→ **Your assignment**
All of the records below need to be written out exactly, but without the pictures.
★ ★ ★ ★ ★
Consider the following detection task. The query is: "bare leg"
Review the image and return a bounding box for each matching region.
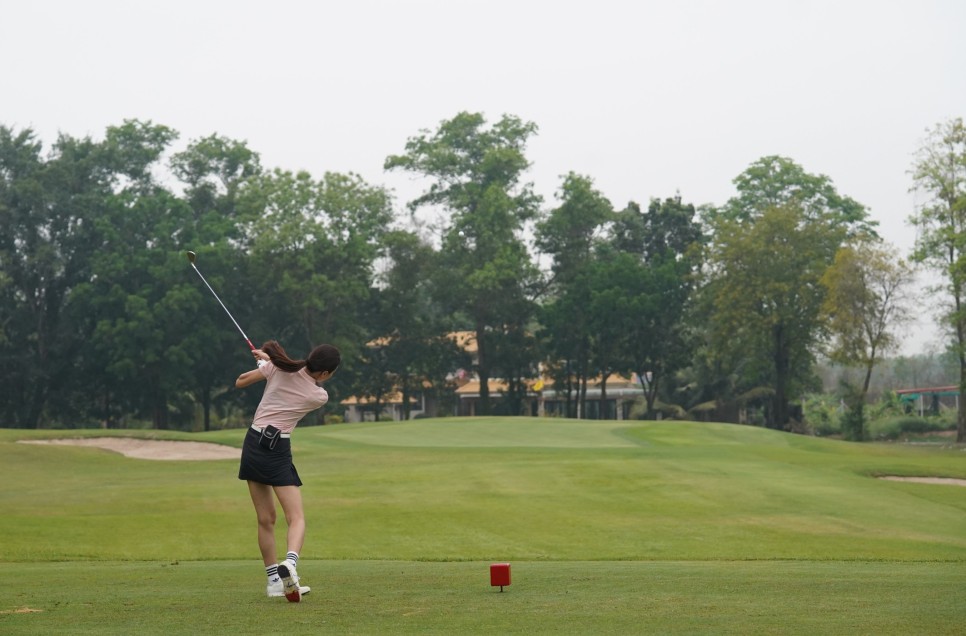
[248,481,278,567]
[273,485,305,556]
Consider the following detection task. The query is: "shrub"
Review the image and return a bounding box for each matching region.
[867,416,949,441]
[866,390,907,421]
[801,393,841,436]
[628,398,688,421]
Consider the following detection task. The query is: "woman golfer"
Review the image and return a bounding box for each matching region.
[235,339,340,602]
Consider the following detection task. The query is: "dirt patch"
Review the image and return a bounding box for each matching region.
[19,437,240,461]
[878,476,966,487]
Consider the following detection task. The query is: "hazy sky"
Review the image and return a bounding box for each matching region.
[3,0,964,353]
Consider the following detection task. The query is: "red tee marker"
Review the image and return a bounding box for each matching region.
[490,563,511,592]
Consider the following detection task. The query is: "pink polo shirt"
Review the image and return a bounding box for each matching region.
[251,362,329,434]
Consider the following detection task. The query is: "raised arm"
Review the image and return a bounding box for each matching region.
[235,368,266,388]
[236,349,270,388]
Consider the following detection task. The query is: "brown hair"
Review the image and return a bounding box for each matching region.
[261,340,341,375]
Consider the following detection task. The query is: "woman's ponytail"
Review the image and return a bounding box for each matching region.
[261,340,341,376]
[261,340,307,373]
★ ★ ★ ★ ★
→ **Exercise response**
Consider the following detection task. The query is: "bare leg"
Review the image and return a bounding box for each matching region.
[248,481,278,567]
[273,485,305,556]
Consider the following detection task. The query is: "shrub"
Review the image and return a bounding box for each matching region.
[867,416,949,441]
[866,390,907,421]
[801,393,841,436]
[628,398,688,421]
Consider the following detection task. The query is: "woman golfer"
Review the image and return a bounding box for each matching region.
[235,339,340,602]
Consider the following detection task. The query is: "dirt patch"
Review the image and return a bounding box for each matching region.
[19,437,240,461]
[878,476,966,487]
Consider the following detection task. The query is: "hazy sky"
Review the image and return a bounding box for each matching region.
[3,0,964,353]
Consider the following detection task. The query is: "red tee marker"
Review the image and return a bounding box for each matching region.
[490,563,511,592]
Consider the following detection task. The query is: "pink polo shirt"
Review the image and return a bounding box for each matching region.
[251,362,329,434]
Consider the following detection task. The query is: "raised arm"
Review the image and return a bounding box for each matching region.
[235,368,266,388]
[236,349,270,388]
Consider the following detection task. The query is: "brown hair"
Review the image and return a bounding box for each matching region.
[261,340,341,375]
Consider the following detection task. The query is: "woman's ponytail"
Review the image and return a bounding box for each matching region.
[261,340,341,376]
[261,340,307,373]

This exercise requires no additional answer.